## 与えられた情報

───

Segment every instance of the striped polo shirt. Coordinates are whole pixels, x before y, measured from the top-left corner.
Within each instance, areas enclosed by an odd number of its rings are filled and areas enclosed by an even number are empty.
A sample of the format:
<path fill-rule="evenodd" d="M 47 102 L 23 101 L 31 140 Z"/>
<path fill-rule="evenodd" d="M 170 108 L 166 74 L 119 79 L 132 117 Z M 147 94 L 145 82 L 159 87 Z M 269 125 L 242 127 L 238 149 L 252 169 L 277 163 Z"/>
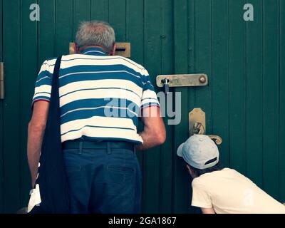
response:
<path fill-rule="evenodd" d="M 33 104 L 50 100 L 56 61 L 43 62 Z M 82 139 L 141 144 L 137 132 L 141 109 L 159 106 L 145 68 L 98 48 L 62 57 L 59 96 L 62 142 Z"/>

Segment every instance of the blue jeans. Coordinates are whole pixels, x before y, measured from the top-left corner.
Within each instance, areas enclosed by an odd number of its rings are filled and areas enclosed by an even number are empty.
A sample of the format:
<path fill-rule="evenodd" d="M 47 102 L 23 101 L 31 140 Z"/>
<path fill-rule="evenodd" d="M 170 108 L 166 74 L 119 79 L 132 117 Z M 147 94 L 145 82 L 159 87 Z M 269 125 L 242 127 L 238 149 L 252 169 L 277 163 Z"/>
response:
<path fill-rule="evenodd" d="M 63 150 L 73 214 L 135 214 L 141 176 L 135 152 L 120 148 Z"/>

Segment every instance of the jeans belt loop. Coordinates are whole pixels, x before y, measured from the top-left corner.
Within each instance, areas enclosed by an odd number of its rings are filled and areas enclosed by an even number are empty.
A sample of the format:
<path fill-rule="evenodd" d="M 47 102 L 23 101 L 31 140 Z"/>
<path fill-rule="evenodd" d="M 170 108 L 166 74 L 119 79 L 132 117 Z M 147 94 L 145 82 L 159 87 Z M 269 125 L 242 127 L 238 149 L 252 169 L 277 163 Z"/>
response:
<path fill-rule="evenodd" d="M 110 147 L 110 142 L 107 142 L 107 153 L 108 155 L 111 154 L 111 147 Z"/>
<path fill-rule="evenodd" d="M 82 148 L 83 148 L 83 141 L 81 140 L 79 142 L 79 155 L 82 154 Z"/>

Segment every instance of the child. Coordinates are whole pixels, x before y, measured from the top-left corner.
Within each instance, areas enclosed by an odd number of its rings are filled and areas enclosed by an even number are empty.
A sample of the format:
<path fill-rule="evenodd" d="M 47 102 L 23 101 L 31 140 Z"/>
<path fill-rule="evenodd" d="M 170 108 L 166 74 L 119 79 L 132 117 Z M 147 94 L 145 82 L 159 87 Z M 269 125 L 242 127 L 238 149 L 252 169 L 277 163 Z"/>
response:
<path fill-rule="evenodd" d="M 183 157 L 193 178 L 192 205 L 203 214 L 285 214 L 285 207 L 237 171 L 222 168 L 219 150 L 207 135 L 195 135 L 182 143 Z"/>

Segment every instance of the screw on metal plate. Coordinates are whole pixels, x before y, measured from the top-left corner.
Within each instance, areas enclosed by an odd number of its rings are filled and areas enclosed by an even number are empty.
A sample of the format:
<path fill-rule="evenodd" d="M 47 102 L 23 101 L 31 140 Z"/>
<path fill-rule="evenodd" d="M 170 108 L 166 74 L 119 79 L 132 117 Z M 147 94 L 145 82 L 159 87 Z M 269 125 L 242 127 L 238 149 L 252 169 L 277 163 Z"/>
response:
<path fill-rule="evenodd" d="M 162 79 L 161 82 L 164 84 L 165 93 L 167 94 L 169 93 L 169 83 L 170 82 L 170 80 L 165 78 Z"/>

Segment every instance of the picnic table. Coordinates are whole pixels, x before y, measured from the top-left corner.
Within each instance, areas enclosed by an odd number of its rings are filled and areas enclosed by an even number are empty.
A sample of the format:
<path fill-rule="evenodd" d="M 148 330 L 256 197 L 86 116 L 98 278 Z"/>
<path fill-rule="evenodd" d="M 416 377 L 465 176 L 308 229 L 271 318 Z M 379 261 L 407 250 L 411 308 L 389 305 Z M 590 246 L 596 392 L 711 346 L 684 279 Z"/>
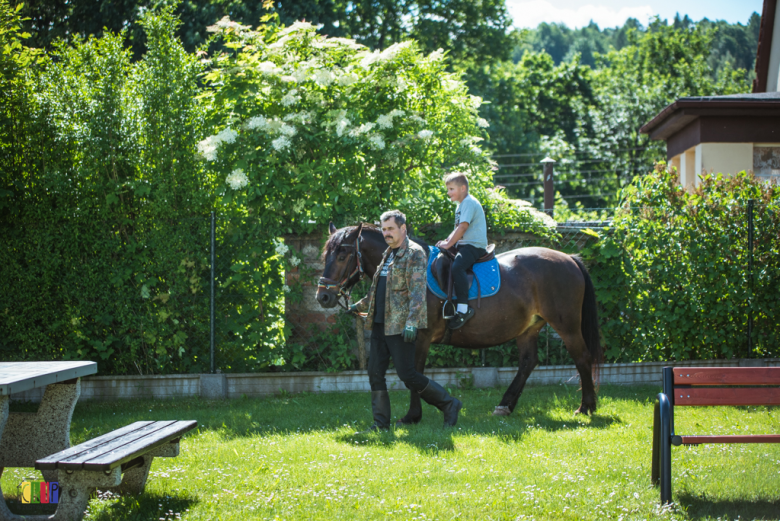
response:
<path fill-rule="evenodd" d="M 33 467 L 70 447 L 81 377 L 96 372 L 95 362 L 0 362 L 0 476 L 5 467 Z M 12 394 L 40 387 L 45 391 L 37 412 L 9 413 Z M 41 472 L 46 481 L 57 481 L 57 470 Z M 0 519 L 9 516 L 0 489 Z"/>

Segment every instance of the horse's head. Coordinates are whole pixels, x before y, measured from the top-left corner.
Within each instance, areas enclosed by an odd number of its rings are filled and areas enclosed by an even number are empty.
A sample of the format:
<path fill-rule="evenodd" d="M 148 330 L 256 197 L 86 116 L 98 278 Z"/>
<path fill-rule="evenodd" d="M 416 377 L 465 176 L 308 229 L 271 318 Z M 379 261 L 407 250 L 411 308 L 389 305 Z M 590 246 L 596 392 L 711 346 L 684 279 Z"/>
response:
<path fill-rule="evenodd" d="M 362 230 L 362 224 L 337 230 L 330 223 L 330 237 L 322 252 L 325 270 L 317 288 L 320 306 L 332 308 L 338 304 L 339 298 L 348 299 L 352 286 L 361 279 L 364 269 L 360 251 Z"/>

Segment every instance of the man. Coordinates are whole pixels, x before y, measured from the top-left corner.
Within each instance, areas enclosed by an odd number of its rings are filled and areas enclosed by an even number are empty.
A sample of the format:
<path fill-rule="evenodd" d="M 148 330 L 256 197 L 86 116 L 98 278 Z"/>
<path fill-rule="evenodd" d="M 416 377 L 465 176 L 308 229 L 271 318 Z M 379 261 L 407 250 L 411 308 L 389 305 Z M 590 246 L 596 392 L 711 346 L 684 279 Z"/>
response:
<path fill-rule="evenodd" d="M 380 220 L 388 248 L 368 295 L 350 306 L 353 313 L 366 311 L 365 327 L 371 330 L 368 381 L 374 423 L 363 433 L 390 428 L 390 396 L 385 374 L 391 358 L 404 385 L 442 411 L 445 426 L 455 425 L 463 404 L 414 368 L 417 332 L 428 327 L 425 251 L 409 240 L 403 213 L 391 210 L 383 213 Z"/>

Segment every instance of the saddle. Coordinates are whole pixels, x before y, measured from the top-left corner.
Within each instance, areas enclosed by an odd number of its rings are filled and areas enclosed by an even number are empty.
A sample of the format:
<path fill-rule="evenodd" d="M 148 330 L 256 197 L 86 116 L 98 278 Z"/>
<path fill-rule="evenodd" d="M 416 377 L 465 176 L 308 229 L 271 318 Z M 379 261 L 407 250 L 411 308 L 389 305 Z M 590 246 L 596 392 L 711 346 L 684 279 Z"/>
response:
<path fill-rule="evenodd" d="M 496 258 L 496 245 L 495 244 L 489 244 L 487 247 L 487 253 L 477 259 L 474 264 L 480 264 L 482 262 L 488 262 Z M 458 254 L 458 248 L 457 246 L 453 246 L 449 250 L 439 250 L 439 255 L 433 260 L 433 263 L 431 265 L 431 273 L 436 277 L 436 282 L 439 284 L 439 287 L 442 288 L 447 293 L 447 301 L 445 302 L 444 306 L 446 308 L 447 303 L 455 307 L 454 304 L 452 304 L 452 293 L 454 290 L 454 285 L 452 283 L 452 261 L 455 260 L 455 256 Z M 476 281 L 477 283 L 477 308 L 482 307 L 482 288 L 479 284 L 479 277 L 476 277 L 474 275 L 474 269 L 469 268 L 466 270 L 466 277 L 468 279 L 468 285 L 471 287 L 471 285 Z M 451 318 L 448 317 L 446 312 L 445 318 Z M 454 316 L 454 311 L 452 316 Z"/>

───

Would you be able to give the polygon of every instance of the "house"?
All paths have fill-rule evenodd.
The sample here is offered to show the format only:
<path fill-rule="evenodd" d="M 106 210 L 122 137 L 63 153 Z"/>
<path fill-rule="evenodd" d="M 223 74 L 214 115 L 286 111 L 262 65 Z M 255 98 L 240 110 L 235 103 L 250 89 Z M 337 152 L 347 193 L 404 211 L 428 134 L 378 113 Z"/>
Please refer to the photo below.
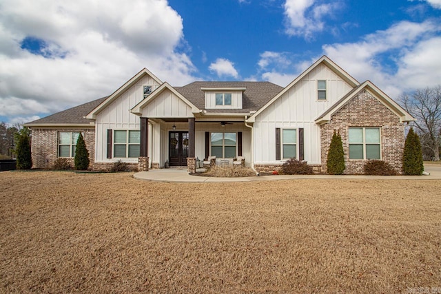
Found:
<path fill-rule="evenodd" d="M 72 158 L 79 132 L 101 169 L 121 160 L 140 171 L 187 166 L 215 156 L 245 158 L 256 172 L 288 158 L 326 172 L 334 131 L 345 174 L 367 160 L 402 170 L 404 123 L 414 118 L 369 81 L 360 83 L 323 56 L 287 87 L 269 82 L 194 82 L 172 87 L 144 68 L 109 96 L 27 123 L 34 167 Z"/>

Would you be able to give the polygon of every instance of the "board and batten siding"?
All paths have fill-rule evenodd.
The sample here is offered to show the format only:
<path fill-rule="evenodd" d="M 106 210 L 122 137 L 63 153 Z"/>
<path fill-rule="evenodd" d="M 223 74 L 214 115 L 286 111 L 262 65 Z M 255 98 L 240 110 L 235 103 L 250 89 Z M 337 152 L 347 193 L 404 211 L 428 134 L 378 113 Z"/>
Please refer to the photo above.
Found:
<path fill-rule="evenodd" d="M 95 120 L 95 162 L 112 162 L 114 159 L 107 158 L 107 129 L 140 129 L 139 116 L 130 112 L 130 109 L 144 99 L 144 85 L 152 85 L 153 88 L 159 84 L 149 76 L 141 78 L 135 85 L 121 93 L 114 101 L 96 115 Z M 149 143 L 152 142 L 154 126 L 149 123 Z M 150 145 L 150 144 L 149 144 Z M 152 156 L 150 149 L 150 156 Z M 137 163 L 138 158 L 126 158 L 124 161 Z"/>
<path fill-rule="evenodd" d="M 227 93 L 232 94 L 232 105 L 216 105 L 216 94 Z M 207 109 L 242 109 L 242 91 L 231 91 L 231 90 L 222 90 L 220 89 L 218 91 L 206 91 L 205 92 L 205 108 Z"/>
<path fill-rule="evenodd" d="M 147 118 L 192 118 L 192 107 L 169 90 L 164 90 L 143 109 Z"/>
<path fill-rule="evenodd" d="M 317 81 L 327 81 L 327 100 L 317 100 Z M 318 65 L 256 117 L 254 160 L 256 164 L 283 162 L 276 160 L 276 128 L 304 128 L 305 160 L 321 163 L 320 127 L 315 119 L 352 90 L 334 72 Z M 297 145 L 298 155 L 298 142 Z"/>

───

## 問題の条件
上の行を、「Segment every instance of the striped」がある行から始めて「33 104 L 50」がある行で終わるように、番号付きのリストにしてください。空いている行と画像は入れないでください。

## 問題の答え
1. Segment every instance of the striped polo shirt. Coordinates are whole pixels, x before y, measured from the top-left corner.
2. Within each instance, areas enclosed by an odd number of its rings are filled and areas enclosed by an even number are empty.
3. A sample of the format:
4. <path fill-rule="evenodd" d="M 47 102 L 23 101 L 31 140 Z"/>
5. <path fill-rule="evenodd" d="M 170 108 L 166 74 L 119 79 L 132 117 Z M 147 94 L 145 82 L 159 87 Z M 269 125 L 242 127 L 238 149 L 252 169 L 277 163 Z"/>
6. response:
7. <path fill-rule="evenodd" d="M 33 104 L 50 100 L 56 61 L 43 62 Z M 82 139 L 141 144 L 137 132 L 141 109 L 159 106 L 145 68 L 98 48 L 62 57 L 59 96 L 62 142 Z"/>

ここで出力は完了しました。